>> START Extract

A woman in the area described what it’s like to us a while back: “I would like to speak on police harassment. I am very sick and tired of our Black people—just because we live in low income—we need a place over our heads—doesn’t mean that everybody’s doing things wrong. I’m tired of constables—Precinct 6 or whatever—harassing our children, our young people.They come and snatch people off their bicycles, just cuz they’re riding down the street in packs—three or four. I’d seen...as of yesterday, I looked out my back window, and I seen the police, they zoomed in on the wrong side and fishtailed on four Black guys, only because they were riding a bicycle. They searched ‘em down, patted ‘em down, kept ‘em out there for almost a whole hour—never did find anything on ‘em and they turned em all loose.” So the signs and whistles were enthusiastically welcomed, by project residents, their neighbors, and a lot of motorists, many of whom were coming from two universities nearby. We witnessed a good number of thumbs-up and honks.
Some elementary school-aged kids on bikes came by and wanted to blow whistles. So we explained what this is about. The kids were particularly struck by the 3 strikes poster. Some adults came by and spoke bitterly about how the cops stop people and violate people’s rights. That really resonated with these youth, and they wanted to be part of this. Two boys rode home to get money to buy whistles and came back and grabbed up flyers and copies of Revolution, and were distributing them to the cars, along with some girls who had picked up signs and were getting out materials, and collecting money. With healthy disdain, an 8-year-old explained why she was out there blowing the whistle and participating: “The police be taking people to jail and beating them and they be stopping ‘em and harassing ‘em and asking for I.D.” She added that she likes helping people and donating money.

>> END Extract
>> START Recorded information

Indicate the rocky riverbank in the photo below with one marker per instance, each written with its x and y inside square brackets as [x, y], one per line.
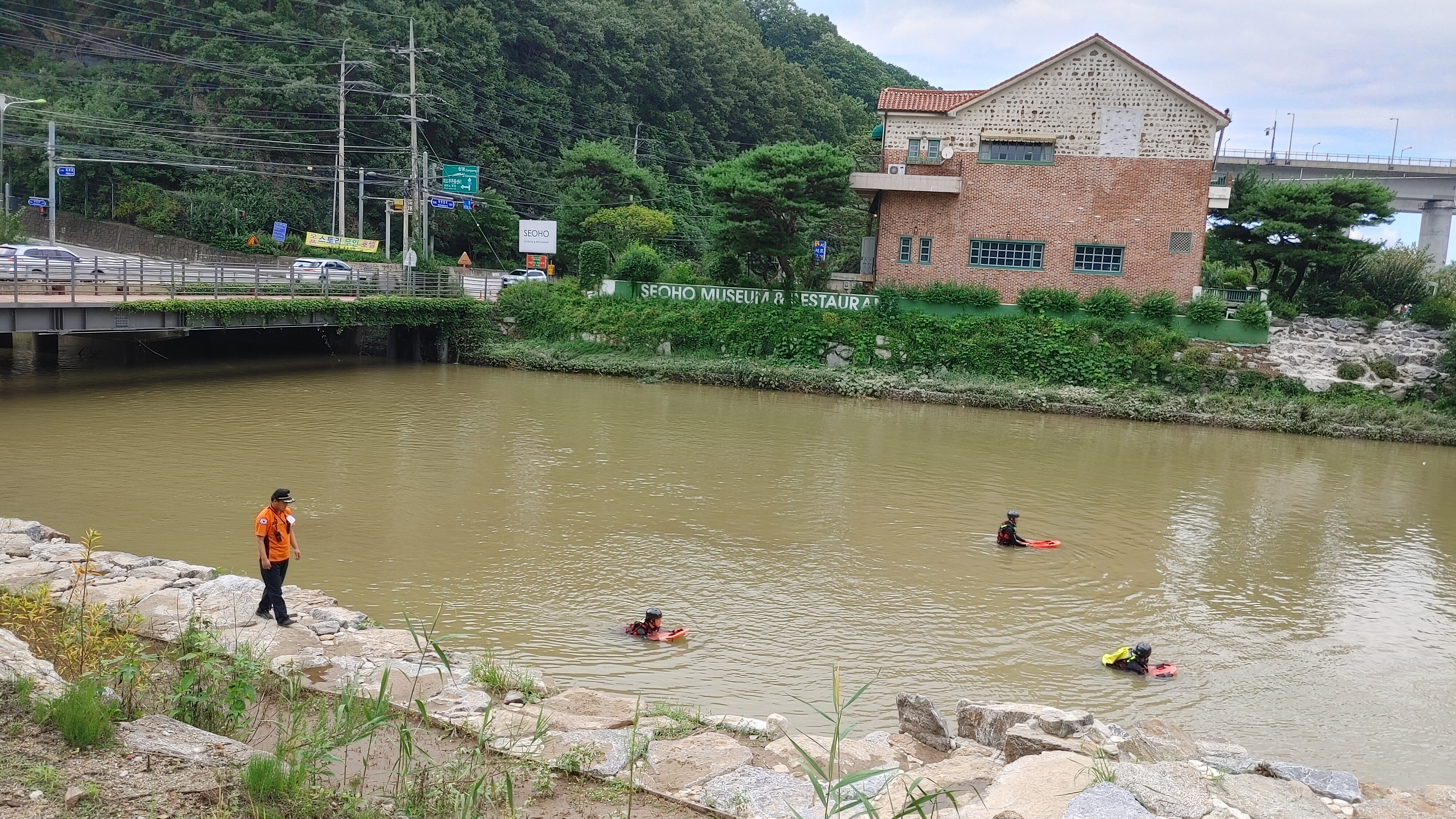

>> END Recorded information

> **Work to do**
Decide whether each statement below agrees with the account of police harassment. Answer yes or no for each, and quote the words from the account that settle it.
1. The woman saw police stop four Black guys from her back window.
2. The police found something on the four guys they searched.
3. Two boys rode home to get money to buy whistles.

> **Written solution**
1. Yes: "I looked out my back window, and I seen the police, they zoomed in on the wrong side and fishtailed on four Black guys"
2. No: "never did find anything on ‘em and they turned em all loose"
3. Yes: "Two boys rode home to get money to buy whistles"